▸ DATA FOR PROCESSING
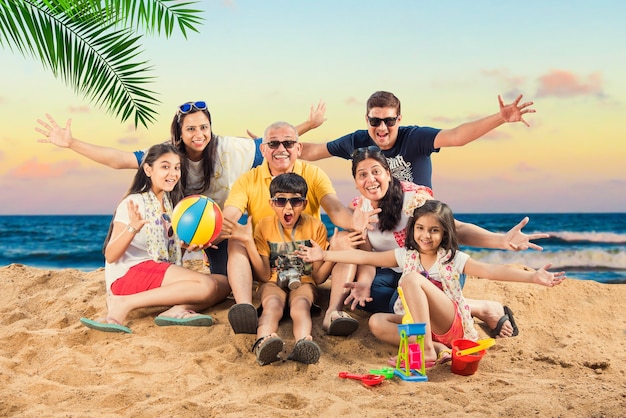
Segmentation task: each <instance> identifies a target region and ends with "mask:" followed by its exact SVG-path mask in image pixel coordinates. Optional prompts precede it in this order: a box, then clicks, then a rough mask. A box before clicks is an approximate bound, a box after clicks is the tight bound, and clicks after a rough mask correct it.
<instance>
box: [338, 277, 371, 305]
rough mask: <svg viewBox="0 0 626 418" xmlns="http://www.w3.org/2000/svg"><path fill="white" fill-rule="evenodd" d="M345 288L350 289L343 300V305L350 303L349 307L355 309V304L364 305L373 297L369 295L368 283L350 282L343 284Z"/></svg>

* * *

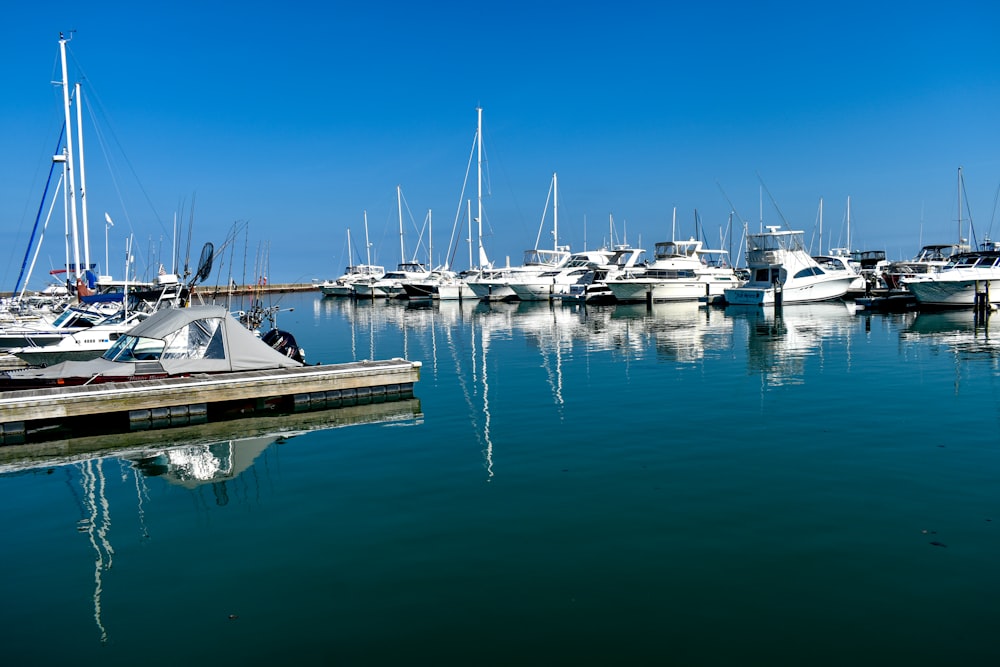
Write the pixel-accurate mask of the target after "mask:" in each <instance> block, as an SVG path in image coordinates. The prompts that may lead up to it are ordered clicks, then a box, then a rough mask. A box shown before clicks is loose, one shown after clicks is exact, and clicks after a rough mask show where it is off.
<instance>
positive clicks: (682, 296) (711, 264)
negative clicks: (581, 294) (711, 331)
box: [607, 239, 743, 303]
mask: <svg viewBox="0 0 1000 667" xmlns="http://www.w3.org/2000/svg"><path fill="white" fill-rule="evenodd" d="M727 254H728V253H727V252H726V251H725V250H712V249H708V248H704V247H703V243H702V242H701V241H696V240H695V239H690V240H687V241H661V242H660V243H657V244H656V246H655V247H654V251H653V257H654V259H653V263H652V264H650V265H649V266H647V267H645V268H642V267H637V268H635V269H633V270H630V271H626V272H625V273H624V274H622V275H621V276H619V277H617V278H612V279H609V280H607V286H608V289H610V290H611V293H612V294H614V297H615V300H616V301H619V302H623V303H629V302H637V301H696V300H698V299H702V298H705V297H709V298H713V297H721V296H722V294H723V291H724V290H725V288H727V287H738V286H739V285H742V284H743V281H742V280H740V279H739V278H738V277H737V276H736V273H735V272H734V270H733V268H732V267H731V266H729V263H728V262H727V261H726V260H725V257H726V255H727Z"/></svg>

▸ EXERCISE GOAL
Copy out the entries between the line containing "Segmentation task: each" and the line containing "rough mask: <svg", inclusive, with no changes.

▸ THE ANSWER
Segmentation task: each <instance> identifies a target region and ends with "mask:" followed by its exact SVG-path mask in image pixel coordinates. Optional prompts precede it in this order: a box, then clicks, then a rough mask. A box before clicks is an approximate bound, a box after clicks is the tight bound, and clicks after a rough mask correct it.
<instance>
box: [338, 277, 371, 305]
rough mask: <svg viewBox="0 0 626 418" xmlns="http://www.w3.org/2000/svg"><path fill="white" fill-rule="evenodd" d="M345 288L350 289L343 300V305L350 303L349 307L355 309V304L364 305L373 297L369 295L368 283L350 282L343 284Z"/></svg>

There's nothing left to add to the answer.